### Document
◇ ◇ ◇ ◇ ◇

Untersee-Boote ; la meute de l’amiral Dönitz
by Desmaretz GérardLe 3 septembre 1939, un U-Boot (Unterseeboot) coule l'Athena, un paquebot britannique à 250 milles nautiques au large de l'Irlande quelques heures seulement après la déclaration de la Seconde Guerre mondiale. Au mois de mars 1943, une centaine de U-Boote ratisse l'Océan Atlantique à la recherche de navires alliés. En cinq années de guerre 863 sous-marins allemands seront responsables du torpillage de 148 bâtiments de guerre, 2.779 navires de commerce et responsables de la mort de 45.000 marins alliés.
A l'entrée en guerre tous les submersibles se ressemblent peu ou prou, il n’y a eu que très peu d’évolution depuis la Première Guerre mondiale. La tactique d’emploi de l’arme sous-marine est toujours celle de Laubeuf : « Éviter le combat d’escadre, restaurer la guerre de course avec le sous-marin, affamer l’Angleterre en détruisant son commerce, réduire à la misère ses industries ». Karl Dönitz a convaincu Adolphe Hitler dès 1938 de l'importance de l'arme sous-marine en lui communiquant les chiffres des navires marchands possédés par la Grande-Bretagne et la France, 22 millions de tonnes ! L'année précédente, Dönitz a écrit U-Bootewaffe dans lequel il y décrit l'attaque en « meute » ; une annexe au plan « Z » va être ajoutée, celle-ci prévoit la construction de deux cent trente-trois U-Boote sur cinq ans. Dix-neuf chantiers navals allemands vont être impliqués dans leur construction : dix-huit seront livrés en 1939 – cinquante en 1940 – cent en 1941 – deux cent trente-huit en 1942 – deux cent-quatre vingt-six en 1943 – deux cent vingt-neuf en 1944 et quatre vingt-onze en 1945.

◇ ◇ ◇ ◇ ◇

Entrées d'identification de lieux:
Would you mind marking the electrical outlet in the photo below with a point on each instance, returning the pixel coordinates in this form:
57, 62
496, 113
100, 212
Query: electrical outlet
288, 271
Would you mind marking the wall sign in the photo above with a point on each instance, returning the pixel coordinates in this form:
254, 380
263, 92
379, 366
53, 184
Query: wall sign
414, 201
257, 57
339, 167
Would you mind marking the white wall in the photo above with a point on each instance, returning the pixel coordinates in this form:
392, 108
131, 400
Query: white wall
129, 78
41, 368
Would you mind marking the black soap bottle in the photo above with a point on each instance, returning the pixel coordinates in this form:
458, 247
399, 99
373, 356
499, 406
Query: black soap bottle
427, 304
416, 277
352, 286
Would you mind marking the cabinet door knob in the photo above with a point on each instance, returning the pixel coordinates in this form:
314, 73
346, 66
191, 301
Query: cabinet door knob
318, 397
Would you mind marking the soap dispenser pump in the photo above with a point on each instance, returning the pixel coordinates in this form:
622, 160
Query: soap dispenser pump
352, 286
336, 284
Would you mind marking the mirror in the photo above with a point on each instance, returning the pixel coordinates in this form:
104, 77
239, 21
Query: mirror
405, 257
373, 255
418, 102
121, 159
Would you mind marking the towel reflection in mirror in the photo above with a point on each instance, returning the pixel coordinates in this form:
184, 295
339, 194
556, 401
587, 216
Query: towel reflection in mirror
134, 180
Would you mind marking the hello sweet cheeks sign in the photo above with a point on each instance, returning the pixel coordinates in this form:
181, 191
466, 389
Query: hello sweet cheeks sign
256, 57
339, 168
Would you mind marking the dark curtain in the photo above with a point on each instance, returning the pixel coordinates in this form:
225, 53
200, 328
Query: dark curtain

◇ ◇ ◇ ◇ ◇

### Consigne donnée 1
D'après le document, quel paquebot britannique un U-Boot coule-t-il le 3 septembre 1939 ?
### Consigne donnée 2
Réécrivez le passage du document allant de « Untersee-Boote ; la » jusqu'à « 45.000 marins alliés. » inclus, en remplaçant « paquebot » par « transatlantique ».

### Réponse fournie 1
L'Athena.

### Réponse fournie 2
Untersee-Boote ; la meute de l’amiral Dönitz
by Desmaretz GérardLe 3 septembre 1939, un U-Boot (Unterseeboot) coule l'Athena, un transatlantique britannique à 250 milles nautiques au large de l'Irlande quelques heures seulement après la déclaration de la Seconde Guerre mondiale. Au mois de mars 1943, une centaine de U-Boote ratisse l'Océan Atlantique à la recherche de navires alliés. En cinq années de guerre 863 sous-marins allemands seront responsables du torpillage de 148 bâtiments de guerre, 2.779 navires de commerce et responsables de la mort de 45.000 marins alliés.